Lay out everything from the start of the material down to the line with "<point>147,71</point>" as a numbered list, skipping blank lines and leaving out any pictures.
----- Records provided -----
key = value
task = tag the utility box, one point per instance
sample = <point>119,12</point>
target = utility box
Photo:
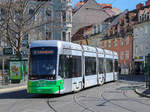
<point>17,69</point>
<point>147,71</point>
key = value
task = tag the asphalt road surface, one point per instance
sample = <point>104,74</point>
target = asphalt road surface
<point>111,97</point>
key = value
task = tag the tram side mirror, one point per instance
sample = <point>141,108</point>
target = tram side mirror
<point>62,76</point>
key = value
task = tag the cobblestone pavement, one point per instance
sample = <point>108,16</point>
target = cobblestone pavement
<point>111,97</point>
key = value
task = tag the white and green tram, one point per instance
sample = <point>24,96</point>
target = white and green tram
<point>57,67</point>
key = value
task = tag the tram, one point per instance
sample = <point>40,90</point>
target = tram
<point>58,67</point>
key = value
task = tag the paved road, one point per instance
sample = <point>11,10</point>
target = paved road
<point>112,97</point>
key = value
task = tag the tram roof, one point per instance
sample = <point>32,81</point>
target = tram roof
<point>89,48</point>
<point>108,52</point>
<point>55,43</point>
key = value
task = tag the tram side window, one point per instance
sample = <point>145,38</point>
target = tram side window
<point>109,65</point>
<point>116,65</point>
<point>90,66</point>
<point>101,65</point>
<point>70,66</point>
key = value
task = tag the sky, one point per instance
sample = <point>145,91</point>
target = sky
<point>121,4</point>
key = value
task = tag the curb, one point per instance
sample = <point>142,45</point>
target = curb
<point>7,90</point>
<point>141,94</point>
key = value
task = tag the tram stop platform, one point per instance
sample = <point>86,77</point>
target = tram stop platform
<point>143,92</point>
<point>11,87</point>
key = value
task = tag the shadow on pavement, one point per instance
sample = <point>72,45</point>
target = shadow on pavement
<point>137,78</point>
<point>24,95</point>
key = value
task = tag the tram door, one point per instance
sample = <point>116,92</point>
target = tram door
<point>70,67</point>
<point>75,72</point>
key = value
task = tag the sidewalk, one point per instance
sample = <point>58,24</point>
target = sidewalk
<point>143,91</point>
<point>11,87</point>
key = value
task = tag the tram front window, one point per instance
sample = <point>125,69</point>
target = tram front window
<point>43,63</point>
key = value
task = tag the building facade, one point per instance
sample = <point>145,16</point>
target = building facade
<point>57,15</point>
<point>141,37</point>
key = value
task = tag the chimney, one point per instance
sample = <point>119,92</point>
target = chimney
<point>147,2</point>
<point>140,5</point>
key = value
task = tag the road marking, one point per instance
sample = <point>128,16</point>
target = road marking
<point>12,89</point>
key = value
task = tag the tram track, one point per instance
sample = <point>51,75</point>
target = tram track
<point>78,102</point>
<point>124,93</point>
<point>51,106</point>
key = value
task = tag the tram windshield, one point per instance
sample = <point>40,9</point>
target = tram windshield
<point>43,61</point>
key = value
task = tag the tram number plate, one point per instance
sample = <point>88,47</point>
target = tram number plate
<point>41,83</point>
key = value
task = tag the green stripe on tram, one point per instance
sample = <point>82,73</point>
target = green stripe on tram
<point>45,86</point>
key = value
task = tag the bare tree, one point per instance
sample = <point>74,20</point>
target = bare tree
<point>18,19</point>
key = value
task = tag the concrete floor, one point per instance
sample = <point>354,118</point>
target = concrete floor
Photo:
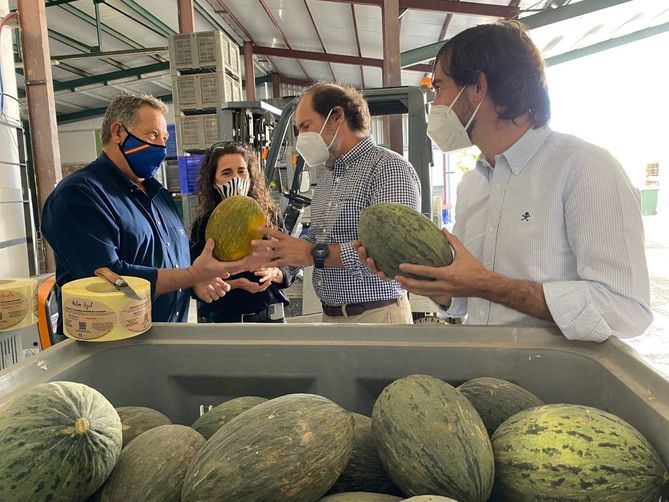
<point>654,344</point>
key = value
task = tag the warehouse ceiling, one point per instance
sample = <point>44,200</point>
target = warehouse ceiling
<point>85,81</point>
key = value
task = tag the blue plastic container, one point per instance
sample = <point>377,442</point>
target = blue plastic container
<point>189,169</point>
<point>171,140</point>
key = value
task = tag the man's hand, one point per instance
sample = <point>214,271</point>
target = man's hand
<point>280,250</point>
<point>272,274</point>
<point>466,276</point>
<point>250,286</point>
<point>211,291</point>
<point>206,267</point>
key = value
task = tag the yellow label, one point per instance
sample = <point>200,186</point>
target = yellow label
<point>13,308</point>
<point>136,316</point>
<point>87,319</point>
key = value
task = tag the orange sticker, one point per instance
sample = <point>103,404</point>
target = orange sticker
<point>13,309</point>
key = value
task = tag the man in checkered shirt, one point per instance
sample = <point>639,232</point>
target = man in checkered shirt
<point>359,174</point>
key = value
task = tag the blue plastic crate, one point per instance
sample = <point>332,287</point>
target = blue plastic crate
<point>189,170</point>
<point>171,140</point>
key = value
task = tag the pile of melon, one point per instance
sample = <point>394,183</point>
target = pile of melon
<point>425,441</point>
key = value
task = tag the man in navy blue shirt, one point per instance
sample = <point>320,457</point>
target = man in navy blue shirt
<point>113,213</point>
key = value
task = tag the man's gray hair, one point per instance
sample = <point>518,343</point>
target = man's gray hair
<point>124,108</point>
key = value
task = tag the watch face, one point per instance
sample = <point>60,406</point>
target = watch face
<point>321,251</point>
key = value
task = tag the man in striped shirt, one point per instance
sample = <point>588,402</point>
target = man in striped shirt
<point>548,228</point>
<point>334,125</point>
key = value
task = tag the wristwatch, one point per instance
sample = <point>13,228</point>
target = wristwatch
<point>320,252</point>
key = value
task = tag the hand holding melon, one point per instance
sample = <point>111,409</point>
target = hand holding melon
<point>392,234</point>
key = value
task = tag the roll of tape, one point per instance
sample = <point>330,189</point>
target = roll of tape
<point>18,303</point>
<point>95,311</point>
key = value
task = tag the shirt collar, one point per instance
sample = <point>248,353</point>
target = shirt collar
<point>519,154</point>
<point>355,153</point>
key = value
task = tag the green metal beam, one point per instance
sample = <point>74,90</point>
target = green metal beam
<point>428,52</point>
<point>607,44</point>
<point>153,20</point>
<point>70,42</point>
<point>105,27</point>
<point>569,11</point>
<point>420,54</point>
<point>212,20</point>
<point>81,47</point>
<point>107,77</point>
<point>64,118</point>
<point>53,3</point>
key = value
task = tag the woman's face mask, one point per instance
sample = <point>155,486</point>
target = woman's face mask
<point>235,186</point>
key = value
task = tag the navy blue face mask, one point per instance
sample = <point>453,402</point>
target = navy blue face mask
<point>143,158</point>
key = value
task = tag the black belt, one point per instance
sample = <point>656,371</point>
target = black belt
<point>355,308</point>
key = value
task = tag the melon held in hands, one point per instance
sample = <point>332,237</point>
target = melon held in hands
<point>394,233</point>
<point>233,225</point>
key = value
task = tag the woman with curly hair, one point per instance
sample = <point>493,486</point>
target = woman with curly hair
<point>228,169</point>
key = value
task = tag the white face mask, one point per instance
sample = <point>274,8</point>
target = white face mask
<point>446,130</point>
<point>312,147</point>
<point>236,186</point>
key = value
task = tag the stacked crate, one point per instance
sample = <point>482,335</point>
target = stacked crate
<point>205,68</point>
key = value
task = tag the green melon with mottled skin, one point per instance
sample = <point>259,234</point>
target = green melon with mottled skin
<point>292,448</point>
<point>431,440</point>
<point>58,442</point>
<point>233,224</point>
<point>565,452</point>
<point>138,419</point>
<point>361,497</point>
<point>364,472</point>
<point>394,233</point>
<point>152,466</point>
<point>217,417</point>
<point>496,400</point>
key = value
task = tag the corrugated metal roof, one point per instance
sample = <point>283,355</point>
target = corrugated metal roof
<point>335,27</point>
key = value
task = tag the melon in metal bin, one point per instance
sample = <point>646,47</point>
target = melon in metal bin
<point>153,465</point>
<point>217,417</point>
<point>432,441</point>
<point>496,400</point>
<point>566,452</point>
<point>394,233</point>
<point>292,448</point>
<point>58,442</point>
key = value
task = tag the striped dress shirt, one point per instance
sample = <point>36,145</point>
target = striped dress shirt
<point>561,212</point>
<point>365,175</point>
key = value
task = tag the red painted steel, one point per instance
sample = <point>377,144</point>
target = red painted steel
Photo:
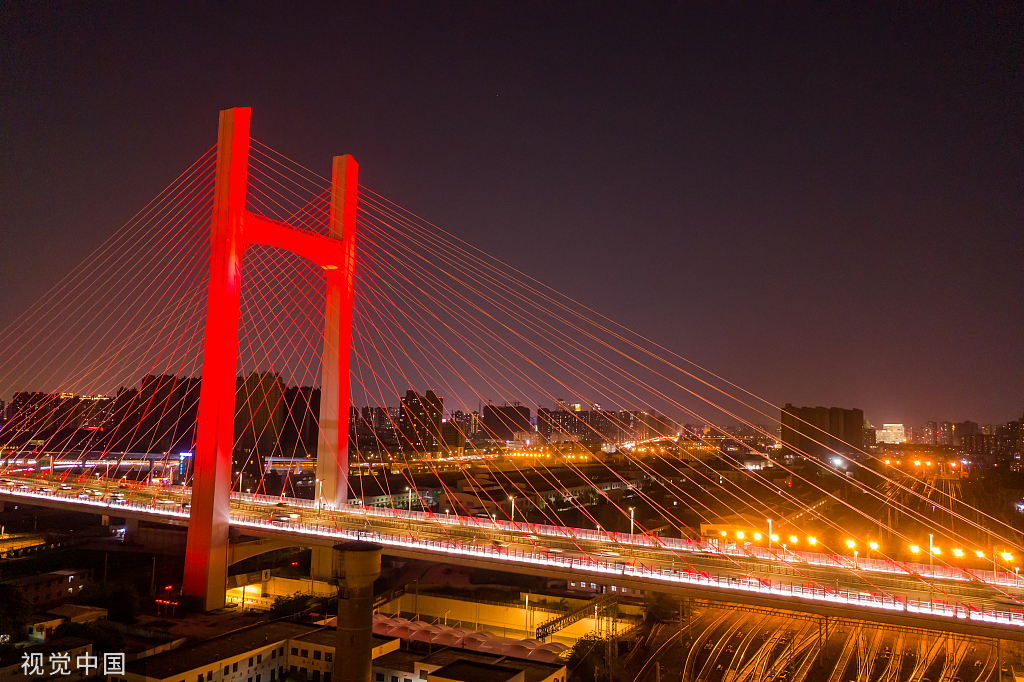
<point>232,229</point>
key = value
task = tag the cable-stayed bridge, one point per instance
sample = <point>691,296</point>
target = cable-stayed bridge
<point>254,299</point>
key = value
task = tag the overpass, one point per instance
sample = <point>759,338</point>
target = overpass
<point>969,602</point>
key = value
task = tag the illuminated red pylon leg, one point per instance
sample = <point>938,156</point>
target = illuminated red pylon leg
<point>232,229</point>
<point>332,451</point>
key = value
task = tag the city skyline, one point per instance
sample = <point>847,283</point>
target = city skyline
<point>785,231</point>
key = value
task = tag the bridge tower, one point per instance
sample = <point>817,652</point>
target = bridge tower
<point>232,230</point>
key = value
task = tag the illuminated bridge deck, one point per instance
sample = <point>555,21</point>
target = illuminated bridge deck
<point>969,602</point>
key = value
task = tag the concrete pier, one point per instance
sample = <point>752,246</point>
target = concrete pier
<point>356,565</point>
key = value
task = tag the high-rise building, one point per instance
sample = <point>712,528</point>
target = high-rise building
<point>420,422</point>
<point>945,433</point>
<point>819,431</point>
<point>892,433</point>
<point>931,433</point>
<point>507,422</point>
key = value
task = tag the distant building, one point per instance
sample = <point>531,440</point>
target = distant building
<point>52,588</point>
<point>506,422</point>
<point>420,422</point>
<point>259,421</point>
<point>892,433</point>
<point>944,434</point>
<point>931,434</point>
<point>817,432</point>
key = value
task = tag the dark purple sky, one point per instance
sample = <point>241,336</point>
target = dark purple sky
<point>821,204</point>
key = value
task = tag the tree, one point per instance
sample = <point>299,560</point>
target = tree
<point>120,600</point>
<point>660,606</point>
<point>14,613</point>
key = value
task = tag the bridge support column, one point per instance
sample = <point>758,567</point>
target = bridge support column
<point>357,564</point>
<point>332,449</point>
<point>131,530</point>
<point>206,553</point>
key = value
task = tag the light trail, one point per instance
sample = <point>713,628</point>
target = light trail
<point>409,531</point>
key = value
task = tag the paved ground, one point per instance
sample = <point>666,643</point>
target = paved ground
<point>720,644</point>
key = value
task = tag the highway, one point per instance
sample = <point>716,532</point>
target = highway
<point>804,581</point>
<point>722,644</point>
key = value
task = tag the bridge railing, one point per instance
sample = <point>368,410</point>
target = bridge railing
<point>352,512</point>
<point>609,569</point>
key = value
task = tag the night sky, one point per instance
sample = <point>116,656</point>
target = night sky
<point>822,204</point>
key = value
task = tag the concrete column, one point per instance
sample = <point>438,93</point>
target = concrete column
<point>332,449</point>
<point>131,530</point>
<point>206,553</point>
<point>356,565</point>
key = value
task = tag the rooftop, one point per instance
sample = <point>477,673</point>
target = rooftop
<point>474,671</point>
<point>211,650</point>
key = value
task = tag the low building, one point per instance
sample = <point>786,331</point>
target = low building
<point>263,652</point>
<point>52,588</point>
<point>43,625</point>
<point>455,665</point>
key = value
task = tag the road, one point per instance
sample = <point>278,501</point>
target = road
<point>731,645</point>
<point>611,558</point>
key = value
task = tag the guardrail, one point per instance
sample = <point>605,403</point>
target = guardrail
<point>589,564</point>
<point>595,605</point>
-----
**Expected answer:**
1. key = value
2. task = tag the utility box, one point per instance
3. sample = <point>119,12</point>
4. target = utility box
5. Photo:
6. <point>17,69</point>
7. <point>147,71</point>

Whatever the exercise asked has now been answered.